● **Exercise instructions**: Copy out the complete listing, word for word.

● **Supplied data**:
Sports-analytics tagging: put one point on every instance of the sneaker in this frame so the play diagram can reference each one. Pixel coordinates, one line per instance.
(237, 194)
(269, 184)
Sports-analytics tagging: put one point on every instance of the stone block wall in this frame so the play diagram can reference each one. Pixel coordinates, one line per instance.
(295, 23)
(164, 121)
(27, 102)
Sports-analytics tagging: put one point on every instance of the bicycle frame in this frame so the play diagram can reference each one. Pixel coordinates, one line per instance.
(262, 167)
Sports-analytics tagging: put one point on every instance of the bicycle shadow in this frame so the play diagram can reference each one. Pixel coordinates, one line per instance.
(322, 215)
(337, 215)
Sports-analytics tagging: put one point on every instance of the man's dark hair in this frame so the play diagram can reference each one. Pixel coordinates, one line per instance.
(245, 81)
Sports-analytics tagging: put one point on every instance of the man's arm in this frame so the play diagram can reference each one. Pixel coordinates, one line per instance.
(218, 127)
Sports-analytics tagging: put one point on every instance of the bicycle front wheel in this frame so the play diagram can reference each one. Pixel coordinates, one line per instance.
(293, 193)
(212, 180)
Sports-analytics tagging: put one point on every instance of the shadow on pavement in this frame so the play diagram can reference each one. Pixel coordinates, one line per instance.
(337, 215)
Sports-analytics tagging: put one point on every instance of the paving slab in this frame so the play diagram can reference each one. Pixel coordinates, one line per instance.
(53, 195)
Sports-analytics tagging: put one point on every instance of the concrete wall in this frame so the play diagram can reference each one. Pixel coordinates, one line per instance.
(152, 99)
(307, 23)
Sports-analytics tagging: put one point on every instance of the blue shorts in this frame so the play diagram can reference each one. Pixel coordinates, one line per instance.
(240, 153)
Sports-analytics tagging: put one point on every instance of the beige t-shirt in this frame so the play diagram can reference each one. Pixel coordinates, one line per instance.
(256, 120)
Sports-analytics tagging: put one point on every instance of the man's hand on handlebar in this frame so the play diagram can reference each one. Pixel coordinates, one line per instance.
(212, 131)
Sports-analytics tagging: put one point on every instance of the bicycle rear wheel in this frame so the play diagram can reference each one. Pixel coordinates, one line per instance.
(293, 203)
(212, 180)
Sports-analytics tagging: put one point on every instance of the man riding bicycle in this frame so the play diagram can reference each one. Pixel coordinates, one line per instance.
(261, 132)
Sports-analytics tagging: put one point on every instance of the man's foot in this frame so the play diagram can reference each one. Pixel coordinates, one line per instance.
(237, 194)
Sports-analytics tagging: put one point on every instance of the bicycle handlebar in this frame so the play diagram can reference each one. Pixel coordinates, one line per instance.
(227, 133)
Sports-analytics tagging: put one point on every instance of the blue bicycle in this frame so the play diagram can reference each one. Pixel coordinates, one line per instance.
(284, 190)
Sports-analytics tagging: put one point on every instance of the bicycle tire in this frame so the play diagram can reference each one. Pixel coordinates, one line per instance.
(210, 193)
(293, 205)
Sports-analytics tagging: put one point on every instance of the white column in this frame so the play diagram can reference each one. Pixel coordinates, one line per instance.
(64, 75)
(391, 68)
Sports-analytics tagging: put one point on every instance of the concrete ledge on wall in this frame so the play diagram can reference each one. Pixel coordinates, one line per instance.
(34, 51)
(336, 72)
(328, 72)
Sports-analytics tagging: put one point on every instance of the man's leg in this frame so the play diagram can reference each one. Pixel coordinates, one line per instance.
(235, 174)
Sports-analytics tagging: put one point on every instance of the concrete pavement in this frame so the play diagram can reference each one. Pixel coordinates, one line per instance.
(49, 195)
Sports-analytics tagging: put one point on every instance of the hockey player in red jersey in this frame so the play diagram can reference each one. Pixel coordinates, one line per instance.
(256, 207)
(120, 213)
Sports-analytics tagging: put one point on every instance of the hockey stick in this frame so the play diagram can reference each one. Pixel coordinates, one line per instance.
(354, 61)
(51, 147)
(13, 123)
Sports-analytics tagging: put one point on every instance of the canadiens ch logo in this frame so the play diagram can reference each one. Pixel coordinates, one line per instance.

● **Output for this exercise**:
Sports-analytics tagging: put one point on every instance of the sneaker in this frame so the play diagram can reference each one. Pixel coordinates, one line per instance.
(237, 194)
(269, 184)
Sports-analytics tagging: put one point on every instance of the stone block wall in this frame so the play diagram can reference each one. Pixel coordinates, one line per instance.
(295, 23)
(164, 121)
(27, 102)
Sports-analytics tagging: put one point on every instance of the bicycle frame in this frame so the play diagram can reference each one. Pixel coordinates, one line per instance.
(262, 167)
Sports-analytics tagging: put one point on every instance of the bicycle shadow in this frame so the play diagram can reference each one. Pixel coordinates, one line per instance.
(322, 215)
(337, 215)
Sports-analytics tagging: put one point on every instance of the man's dark hair in this frame so the play diagram can reference each one. Pixel coordinates, one line per instance.
(245, 81)
Sports-analytics tagging: put one point on every instance of the man's arm in this frame so the play diagram can reference each one. Pixel coordinates, one line per instance.
(218, 127)
Sports-analytics tagging: put one point on every instance of the bicycle front wheel in this frame so the play diagram can reference each one. Pixel coordinates, one line per instance.
(293, 193)
(212, 180)
Sports-analytics tagging: put one point on every instance of the shadow on pavement in this frame so the play diagram can reference each one. Pixel coordinates, one line per instance.
(337, 215)
Sports-analytics tagging: put one point on every instance of the paving slab in this frame so the play diagram can reference each one. Pixel coordinates, one line per instance.
(53, 195)
Sports-analytics tagging: put one point on every instance of the concrete wall in this frame so the play diagram can reference each one. Pixel coordinates, one line per instance.
(152, 99)
(307, 23)
Sports-analytics tagging: put one point on every instance of the blue shorts in this frame so the play diagram can reference each one. Pixel coordinates, one line per instance.
(240, 153)
Sports-analytics tagging: put one point on every instance of the beige t-shirt in this frame so the play diagram can reference each one. Pixel coordinates, one line per instance.
(256, 120)
Sports-analytics tagging: put one point on every instance of the man's hand on handlebar in this frame so the play diagram can reference each one. Pixel coordinates, one line per instance.
(212, 131)
Sports-analytics tagging: put one point on every instance of the bicycle rear wheel in this frame so the play diagram can reference each one. Pixel coordinates, one line per instance.
(293, 203)
(212, 180)
Sports-analytics tagging: put one point on every instance of the man riding bicycle in this frame so the play diagram can reference each one. Pixel coordinates, one line per instance.
(261, 132)
Sports-analytics tagging: put one point on every instance of the man's foot in this frame so the play diagram can reference each one. Pixel coordinates, one line per instance.
(237, 194)
Sports-analytics tagging: put one point on every instance of the bicycle handlebar in this frame so the play diagram can reference each one. Pixel coordinates, one line per instance.
(227, 133)
Sports-analytics tagging: put one point on every instance of the blue bicycle in this frame so the play diagram can reference each one. Pixel coordinates, one line per instance.
(284, 190)
Sports-analytics tagging: put one point on every instance of the bicycle tire in this frame so the play diagram can reference each one. Pixel coordinates, one line per instance.
(210, 193)
(293, 205)
Sports-analytics tagging: put one point on every instance of the white column in this frame so the play diagram can reference each one. Pixel coordinates, one line per instance.
(64, 75)
(391, 68)
Sports-analytics tagging: put one point on every instance of the concrete ledge on wall in this frame so the play diagram can reference each one. Pixel coordinates, one line per instance.
(34, 51)
(336, 72)
(328, 72)
Sports-analytics tagging: put one point on every instance of the man's leg in this frame so the play diagram can reference each one. Pixel coordinates, one line per instance.
(235, 174)
Sports-analytics tagging: put one point on every instance of the concrete pavement in this frame so the play diagram can reference each one. Pixel coordinates, one line per instance.
(49, 195)
Sports-analytics tagging: put one point on every instance of the hockey player in red jersey in this frame so the play diagram can reference each one. Pixel coordinates, one line per instance.
(256, 207)
(120, 213)
Sports-analytics tagging: put one point on every instance of the hockey stick in this frame so the play diagram can reference each one. Pixel coordinates, one line per instance.
(354, 61)
(51, 147)
(13, 123)
Sports-analytics tagging: put one point on every instance of the canadiens ch logo in this frame so the play diagram can reference each one. Pixel coordinates, one line per instance.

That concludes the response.